Write the data out again exactly and in full.

Top of Input records

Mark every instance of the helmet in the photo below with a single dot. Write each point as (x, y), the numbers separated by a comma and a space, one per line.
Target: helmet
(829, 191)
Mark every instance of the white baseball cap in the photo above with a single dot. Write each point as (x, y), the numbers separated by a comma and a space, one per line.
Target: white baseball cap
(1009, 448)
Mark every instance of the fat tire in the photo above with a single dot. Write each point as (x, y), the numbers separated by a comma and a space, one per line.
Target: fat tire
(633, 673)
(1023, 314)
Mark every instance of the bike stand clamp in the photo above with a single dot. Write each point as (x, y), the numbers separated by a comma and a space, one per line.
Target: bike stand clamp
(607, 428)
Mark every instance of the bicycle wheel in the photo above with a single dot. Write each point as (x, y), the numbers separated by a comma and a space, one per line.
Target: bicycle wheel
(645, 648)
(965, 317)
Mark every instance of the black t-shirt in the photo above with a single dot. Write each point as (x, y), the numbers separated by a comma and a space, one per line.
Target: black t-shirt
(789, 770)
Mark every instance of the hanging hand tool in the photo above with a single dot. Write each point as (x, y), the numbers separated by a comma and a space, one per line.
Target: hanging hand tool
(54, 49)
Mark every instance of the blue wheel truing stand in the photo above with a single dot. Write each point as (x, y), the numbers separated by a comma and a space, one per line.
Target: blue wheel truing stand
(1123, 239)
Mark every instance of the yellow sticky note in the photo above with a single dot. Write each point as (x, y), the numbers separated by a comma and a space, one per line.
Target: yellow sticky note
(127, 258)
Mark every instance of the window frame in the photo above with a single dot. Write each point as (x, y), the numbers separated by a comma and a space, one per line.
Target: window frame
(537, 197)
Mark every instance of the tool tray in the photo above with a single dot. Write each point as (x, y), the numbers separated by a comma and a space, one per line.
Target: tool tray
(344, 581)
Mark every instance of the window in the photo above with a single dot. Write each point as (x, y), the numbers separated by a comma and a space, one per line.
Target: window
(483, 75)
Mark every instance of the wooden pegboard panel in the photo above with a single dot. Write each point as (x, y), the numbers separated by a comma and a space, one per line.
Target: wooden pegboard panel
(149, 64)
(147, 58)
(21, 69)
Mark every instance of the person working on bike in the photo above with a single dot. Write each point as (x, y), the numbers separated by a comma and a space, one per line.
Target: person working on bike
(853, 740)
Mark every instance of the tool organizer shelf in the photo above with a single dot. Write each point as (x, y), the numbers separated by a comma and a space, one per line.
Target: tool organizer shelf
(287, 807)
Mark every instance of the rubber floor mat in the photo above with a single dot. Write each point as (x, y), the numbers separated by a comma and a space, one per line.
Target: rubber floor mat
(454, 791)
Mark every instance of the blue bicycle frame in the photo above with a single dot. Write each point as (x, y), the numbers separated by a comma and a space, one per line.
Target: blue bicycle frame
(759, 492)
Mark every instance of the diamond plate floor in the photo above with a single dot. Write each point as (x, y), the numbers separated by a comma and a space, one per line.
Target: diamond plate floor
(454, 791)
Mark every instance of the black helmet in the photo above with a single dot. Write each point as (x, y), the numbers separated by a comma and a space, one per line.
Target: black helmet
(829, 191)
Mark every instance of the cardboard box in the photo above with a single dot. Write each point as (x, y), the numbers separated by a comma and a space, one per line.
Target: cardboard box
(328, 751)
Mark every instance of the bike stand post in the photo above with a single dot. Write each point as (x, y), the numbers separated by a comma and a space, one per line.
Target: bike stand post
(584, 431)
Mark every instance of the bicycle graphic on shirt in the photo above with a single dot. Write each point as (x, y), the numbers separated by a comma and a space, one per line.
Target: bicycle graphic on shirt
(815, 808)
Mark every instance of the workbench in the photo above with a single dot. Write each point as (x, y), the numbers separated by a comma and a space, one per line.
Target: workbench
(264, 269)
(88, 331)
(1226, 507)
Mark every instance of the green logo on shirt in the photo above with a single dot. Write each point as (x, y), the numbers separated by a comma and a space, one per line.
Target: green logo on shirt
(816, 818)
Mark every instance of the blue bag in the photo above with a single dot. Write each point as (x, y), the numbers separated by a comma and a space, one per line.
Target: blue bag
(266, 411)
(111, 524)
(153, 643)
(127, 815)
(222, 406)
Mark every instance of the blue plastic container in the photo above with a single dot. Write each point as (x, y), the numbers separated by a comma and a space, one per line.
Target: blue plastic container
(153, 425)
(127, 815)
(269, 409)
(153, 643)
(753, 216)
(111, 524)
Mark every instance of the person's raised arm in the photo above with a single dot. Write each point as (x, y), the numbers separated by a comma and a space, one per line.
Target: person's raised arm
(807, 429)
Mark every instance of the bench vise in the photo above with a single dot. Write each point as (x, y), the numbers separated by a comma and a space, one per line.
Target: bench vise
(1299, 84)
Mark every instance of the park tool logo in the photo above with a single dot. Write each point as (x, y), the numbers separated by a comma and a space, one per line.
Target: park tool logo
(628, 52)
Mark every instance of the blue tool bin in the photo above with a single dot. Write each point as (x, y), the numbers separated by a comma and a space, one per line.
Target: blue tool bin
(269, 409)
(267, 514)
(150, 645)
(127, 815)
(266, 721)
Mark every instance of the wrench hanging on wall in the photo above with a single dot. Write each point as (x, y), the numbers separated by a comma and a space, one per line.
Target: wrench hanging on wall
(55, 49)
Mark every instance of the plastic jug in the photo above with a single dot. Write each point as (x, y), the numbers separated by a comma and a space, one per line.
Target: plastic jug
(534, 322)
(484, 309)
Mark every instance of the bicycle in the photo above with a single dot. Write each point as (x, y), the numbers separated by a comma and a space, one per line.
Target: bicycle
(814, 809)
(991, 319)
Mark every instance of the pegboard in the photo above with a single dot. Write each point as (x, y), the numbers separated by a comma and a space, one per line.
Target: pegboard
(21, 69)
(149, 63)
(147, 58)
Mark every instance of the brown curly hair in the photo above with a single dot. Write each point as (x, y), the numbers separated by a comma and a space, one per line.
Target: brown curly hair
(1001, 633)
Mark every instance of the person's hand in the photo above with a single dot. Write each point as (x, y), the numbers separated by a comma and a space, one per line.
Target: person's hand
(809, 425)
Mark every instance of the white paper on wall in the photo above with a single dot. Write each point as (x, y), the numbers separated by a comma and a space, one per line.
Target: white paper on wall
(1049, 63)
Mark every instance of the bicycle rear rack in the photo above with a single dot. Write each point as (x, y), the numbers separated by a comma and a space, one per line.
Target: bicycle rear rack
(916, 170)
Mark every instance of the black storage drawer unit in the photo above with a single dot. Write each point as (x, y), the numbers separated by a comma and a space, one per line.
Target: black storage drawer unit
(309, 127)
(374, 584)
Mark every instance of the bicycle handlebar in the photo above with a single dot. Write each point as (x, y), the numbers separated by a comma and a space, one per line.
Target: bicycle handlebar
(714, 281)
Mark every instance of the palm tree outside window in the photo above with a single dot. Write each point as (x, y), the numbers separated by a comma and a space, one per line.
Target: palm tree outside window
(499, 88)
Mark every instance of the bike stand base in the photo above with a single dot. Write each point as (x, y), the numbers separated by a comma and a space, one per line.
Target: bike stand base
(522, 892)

Bottom of Input records

## Response box
Mark every instance of the helmet in the photo below with a single dot. Write each point as (x, y), the numbers separated by a comma and a space, one per line.
Target: helmet
(829, 191)
Mark every instance of the white baseball cap in the photo above with a single dot. Write each point as (x, y), the numbers separated by a comma and a space, one per line.
Target: white baseball cap
(1009, 448)
Mark every instance of the fat tire in the photo above with a single dot. Write each point as (x, y), the numbers separated by a comma and a space, one per line.
Target: fat tire
(633, 673)
(1023, 314)
Mark every instance of the bike stand clamp in the photo above with a single dot. Write each point as (x, y), the numbers separated by a comma and a space, one per line.
Target: bike stand clamp
(607, 428)
Mark every instance of the bicycle wheel in the photo above with a single dot. Write each point as (x, y), the numbers separated by a comma and a space, one per line.
Target: bicycle wheel
(645, 648)
(965, 317)
Mark every instance of the black t-shirt in the photo above with a single dot. Write each point as (x, y), the numbers separated by a comma and a space, one per line.
Target: black t-shirt
(789, 770)
Mark every instance of the hanging hand tool in the photo above with a single dot. Write each point as (x, y), the numbers separated by a comma and a space, one per line.
Target: hanging hand tool
(54, 49)
Mark every instance of the blue wheel truing stand in the photo above with a single dot. Write each point as (x, y), the numbers separated by a comma and a space, one per line.
Target: blue wheel truing stand
(1123, 239)
Mark every instance of the yellow sticky note in the photo above with a single dot. Write each point as (x, y), the numbers separated by a comma and a space, one per line.
Target: yellow sticky note
(127, 258)
Mark every instance of the window frame in the photo above with a single dot. Write each point as (x, y), the numbers separated by a comma and a space, one per line.
Target: window frame
(537, 197)
Mark every instance of the tool tray in the photo above with a single dot. Write each point as (x, y), the numbers separated by a comma and a space, one per line.
Target: tool tray
(344, 581)
Mark every instance of the window in the photo above with a single dot. Write each point as (x, y), the numbers separated by a comma and a space, one per line.
Target: window
(483, 75)
Mark every instance of the wooden pegboard panel in the photo above with a single dot. Write each point as (x, y), the numbers separated by a comma and a space, one per line.
Target: wooden pegboard panel
(149, 64)
(147, 58)
(21, 69)
Mark every instance of the person working on bike in the photo above with a single dot. Write each point as (x, y), the numbers separated by a comma and a space, one per line.
Target: person working on bike
(853, 740)
Mark every instance of the tool organizer shelf in the photo above with a single dot. Write each point as (x, y), the numbers separated by a comma and a space, one per line.
Target: tool organizer shelf
(287, 807)
Mark every instance of the rubber floor mat in the photo above with a single dot. Write each point as (x, y), the numbers separated by a comma and a space, one per line.
Target: rubber floor mat
(454, 791)
Mark every instance of the blue bicycle frame in the photo above with a single dot. Write each point as (x, y), the numbers separated by a comma and a space, one per line.
Target: blue bicycle frame
(759, 492)
Mark every instance of the diamond plate floor in the photo above with a single dot. Write each point as (x, y), the numbers separated by a comma and a space, one per line.
Target: diamond plate floor
(454, 791)
Mark every instance of the black helmet in the photo above with a single dot. Write each point as (x, y), the numbers separated by a comma and a space, one per line.
Target: black helmet
(829, 191)
Mark every instance of the cardboard box in the photo above with a single dot. Write each point as (x, y), the numbers separated by a comma and a space, one per line.
Target: cardboard box
(328, 751)
Mark every instance of the bike stand post in the photo above with a single dot. Write each point as (x, y), the numbers separated by a comma and a space, one per line.
Target: bike stand post
(584, 431)
Mark every instance of the bicycle graphic on shirt in the photo above with a single dot. Write each point as (x, y), the numbers separated by a comma and a space, one per line.
Target: bicycle graphic on shirt
(815, 808)
Mark every instance of the workbench in the photo above with a single dot. Write each point as (x, y), the numbers separated by a comma and a space, one per line.
Target: workbench
(264, 269)
(88, 331)
(1226, 507)
Mark every instance of the green logo on shirt in the photo above with a single dot. Write each point as (x, y), the numbers separated by a comma and a space, one per line.
Target: green logo on shirt
(816, 818)
Mark every instance of the blue bag in the photo above with a single dot. Write each point as (x, y), the numbers separated by a comma and a space, one per line.
Target: blue bag
(266, 411)
(111, 524)
(153, 643)
(127, 815)
(222, 406)
Mark every instance of the blue plastic container in the photo above with a single dot. Write each point as (x, y), the numbers separated by a comma and a space, one per line.
Target: blue plastic container
(153, 425)
(127, 815)
(269, 409)
(153, 643)
(753, 216)
(111, 524)
Mark every instance of the person's raised arm in the photo above with a single dot. Write each point as (x, y), the numbers separated by a comma and a space, one per line.
Target: person's raised arm
(807, 429)
Mark every instance of the bench vise in the photo above with a single dot. Write each point as (x, y), the numbers separated by a comma and a space, one per line.
Target: bench vise
(1299, 84)
Mark every instance of the park tool logo in the photo above with a single dot. Write each point as (x, y), the numbers separated by a comma and a space, one per line.
Target: park tool logo
(628, 52)
Mark every instance of the blue tool bin in the photo above with a single dot. Write each point as (x, y), the numbers separated by a comma and a space, one per line.
Target: blue tool bin
(269, 409)
(267, 514)
(150, 645)
(127, 815)
(266, 721)
Mark every instance of the wrench hanging on wall in the photo above with a single dot. Write each point as (x, y), the numbers separated by a comma and a space, one per line.
Target: wrench hanging on wall
(55, 49)
Mark every instance of the plastic jug in the photo above with a single dot. Write each point as (x, y), the numbers separated by a comma and a space, one per line.
Target: plastic jug
(534, 322)
(484, 309)
Mark every instance of the bicycle in the photo above with a single dot. Write each point as (x, y), the numbers separated by a comma and a space, one per line.
Target: bicycle
(814, 809)
(991, 319)
Mark every instance of the pegboard in the photo above with a single dot. Write each point as (x, y), the numbers separated by a comma and a space, one per line.
Target: pegboard
(21, 69)
(149, 63)
(147, 58)
Mark every instance of the brown curly hair in the photo above with a single dot. Write each point as (x, y), the numbers separated by a comma and a space, one per line.
Target: brown curly hair
(1001, 633)
Mark every instance of the person's hand in the photo above with a single dot. Write each point as (x, y), the numbers separated by a comma and a space, one per line.
Target: person's hand
(809, 425)
Mark every instance of the white paper on wall in the photo above with a single dot. Write each point as (x, y), the numbers separated by a comma and a space, one per line.
Target: white paper on wall
(1049, 63)
Mark every instance of the bicycle rear rack in the photo above with a single dot. Write each point as (x, y), the numbers separated by a comma and a space, one per line.
Target: bicycle rear rack
(916, 170)
Mark every instance of the black storage drawer unit in the photo above with a single dot. Write each point as (x, y), the numbers separated by a comma and a space, one per line.
Target: black storage drawer unit
(309, 127)
(374, 584)
Mark every instance of the bicycle handlebar in the photo above with a single dot. Write each point as (x, y), the numbers separated by a comma and a space, one per line.
Target: bicycle handlebar
(714, 281)
Mark every instance of the palm tree outside window in the photo above with a single dot. Write each point as (x, y), the numbers separated by a comma and a space, one per line.
Target: palm tree outside window
(499, 88)
Mark every instance of the bike stand base in the photo above with a single dot. Write each point as (x, y), the numbers separated by a comma and a space, one per line.
Target: bike stand base
(522, 892)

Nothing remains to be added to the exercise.